>> BEGIN Selected excerpt

Filling in the Gaps in the Insolvency and Bankruptcy Code – Cross Border Insolvency

[The following post is
contributed by Aparna Ravi, who is a Bangalore-based lawyer and
was a member of the Bankruptcy Law Reforms Committee. The views expressed here
are personal.]
One issue that is conspicuous by its absence in the Insolvency
and Bankruptcy Code, 2016
(IBC), that recently got past both houses of
Parliament and is now awaiting presidential assent, is cross border
insolvency.  The Report
of the Joint Parliamentary Committee
on the IBC notes this absence, but its
proposal — that the government address cross border issues by entering into
bilateral agreements with other countries — is very limited.  This blog post considers how India could go
about incorporating cross-border insolvency issues into its domestic legal
framework, including the advantages of adopting the UNCITRAL
Model Law on Cross-Border Insolvency
and the issues to be considered if
India were to adopt a version of the Model Law.
Cross-Border Insolvency in the IBC
Cross border insolvency issues arise when a company in
financial distress has assets, business operations or creditors in more than
one country.  Such cases typically
involve one or a combination of three situations. First, the insolvent company
may have a number of foreign creditors who want to ensure that their rights are
protected even though they may not be based in the country where the insolvency
resolution is taking place.  Second, an
insolvent company may have assets located in another jurisdiction, which its
creditors may want to access as part of the insolvency proceedings. Finally,
insolvency proceedings with respect to the same debtor may be commenced and
ongoing in more than one country.  The
last situation is particularly common when corporate groups face financial
difficulties and proceedings against different legal entities within the group
are commenced in different jurisdictions.
The IBC deals with the first situation discussed above by implication,
as it does not discriminate between domestic and foreign creditors.  By including “persons not resident in India”
in the definition of persons and, as a consequence, in the definition of
creditors, the new legislation permits foreign creditors to commence and
participate in the proceedings under the IBC. Foreign creditors also have the
same rights as similarly situated domestic creditors regarding distribution of
assets on the liquidation of an insolvent company.

>> END Selected excerpt
>> BEGIN Entries shown

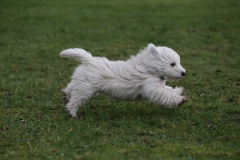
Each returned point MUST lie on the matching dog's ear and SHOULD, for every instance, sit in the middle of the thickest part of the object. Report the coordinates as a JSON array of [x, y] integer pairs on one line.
[[152, 49]]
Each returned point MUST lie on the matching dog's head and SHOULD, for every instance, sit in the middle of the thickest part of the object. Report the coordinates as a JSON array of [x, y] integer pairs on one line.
[[164, 63]]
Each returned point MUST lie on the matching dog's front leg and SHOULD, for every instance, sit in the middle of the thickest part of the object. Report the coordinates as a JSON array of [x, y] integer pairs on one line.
[[162, 95], [178, 90]]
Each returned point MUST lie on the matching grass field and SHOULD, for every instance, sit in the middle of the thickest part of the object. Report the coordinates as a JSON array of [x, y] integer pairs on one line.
[[33, 121]]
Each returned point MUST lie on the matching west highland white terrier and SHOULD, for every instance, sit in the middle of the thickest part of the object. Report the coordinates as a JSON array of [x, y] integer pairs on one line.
[[141, 77]]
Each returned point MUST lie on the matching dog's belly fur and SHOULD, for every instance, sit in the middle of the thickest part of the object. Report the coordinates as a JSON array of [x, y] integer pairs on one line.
[[116, 84]]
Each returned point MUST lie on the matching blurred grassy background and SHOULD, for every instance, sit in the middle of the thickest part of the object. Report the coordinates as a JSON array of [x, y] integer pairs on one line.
[[33, 121]]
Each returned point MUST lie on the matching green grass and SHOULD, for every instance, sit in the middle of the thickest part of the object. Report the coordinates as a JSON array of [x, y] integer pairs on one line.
[[33, 121]]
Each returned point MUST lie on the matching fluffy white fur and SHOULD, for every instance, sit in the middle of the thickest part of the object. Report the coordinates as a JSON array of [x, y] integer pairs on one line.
[[141, 77]]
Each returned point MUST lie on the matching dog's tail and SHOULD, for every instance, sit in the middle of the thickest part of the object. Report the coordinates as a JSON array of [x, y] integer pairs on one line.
[[78, 54]]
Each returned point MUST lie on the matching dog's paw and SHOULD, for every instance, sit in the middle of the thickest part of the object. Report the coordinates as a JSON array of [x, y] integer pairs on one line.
[[183, 100], [179, 90], [65, 98]]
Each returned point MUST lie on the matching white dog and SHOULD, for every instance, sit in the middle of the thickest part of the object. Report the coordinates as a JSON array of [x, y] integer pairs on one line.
[[142, 77]]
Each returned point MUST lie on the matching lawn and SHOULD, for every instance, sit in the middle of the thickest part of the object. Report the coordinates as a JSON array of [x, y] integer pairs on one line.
[[34, 123]]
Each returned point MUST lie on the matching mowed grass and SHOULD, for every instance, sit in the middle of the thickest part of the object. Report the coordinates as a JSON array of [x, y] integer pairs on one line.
[[34, 123]]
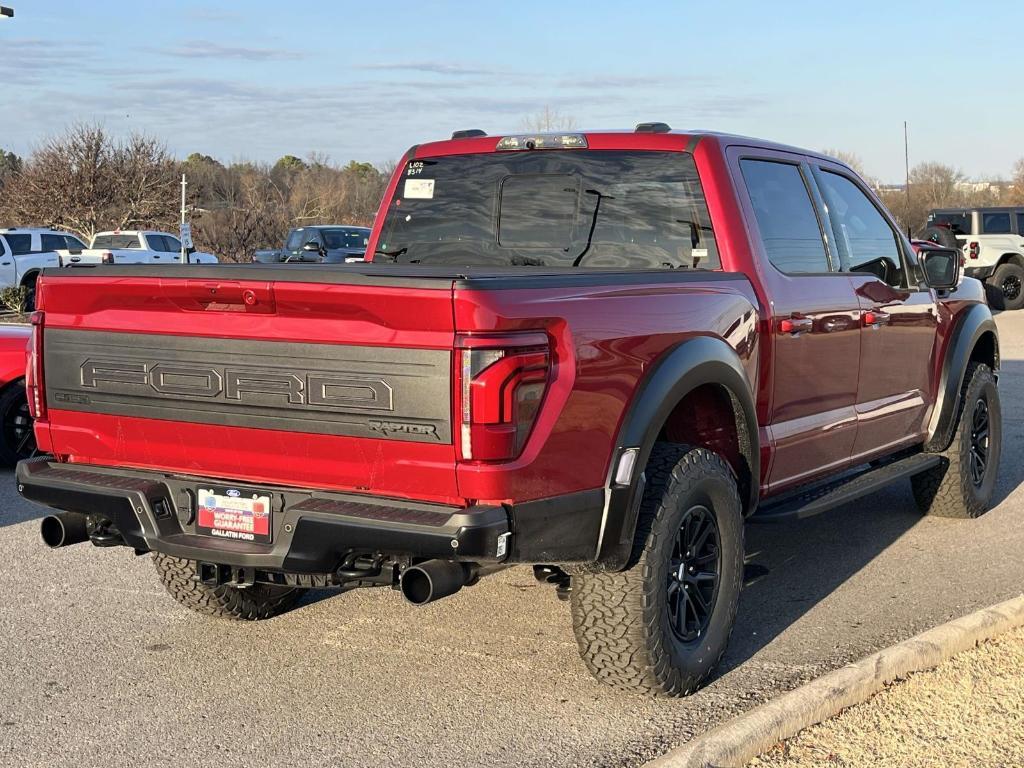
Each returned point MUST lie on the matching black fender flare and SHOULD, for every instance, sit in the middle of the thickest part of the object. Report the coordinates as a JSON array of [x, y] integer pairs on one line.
[[704, 359], [971, 327]]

>> END Entries shown

Tasks
[1] List the three situations that, according to the blog post on cross-border insolvency, such cases typically involve.
[2] Duplicate the blog post on cross-border insolvency, everything from "in the definition of persons" down to "an insolvent company.".
The items are separate material, unrelated to the blog post on cross-border insolvency.

The replies
[1]
- The insolvent company may have a number of foreign creditors who want their rights protected even though they may not be based in the country where the insolvency resolution is taking place.
- The insolvent company may have assets located in another jurisdiction, which its creditors may want to access as part of the insolvency proceedings.
- Insolvency proceedings with respect to the same debtor may be commenced and ongoing in more than one country.

[2]
in the definition of persons and, as a consequence, in the definition of
creditors, the new legislation permits foreign creditors to commence and
participate in the proceedings under the IBC. Foreign creditors also have the
same rights as similarly situated domestic creditors regarding distribution of
assets on the liquidation of an insolvent company.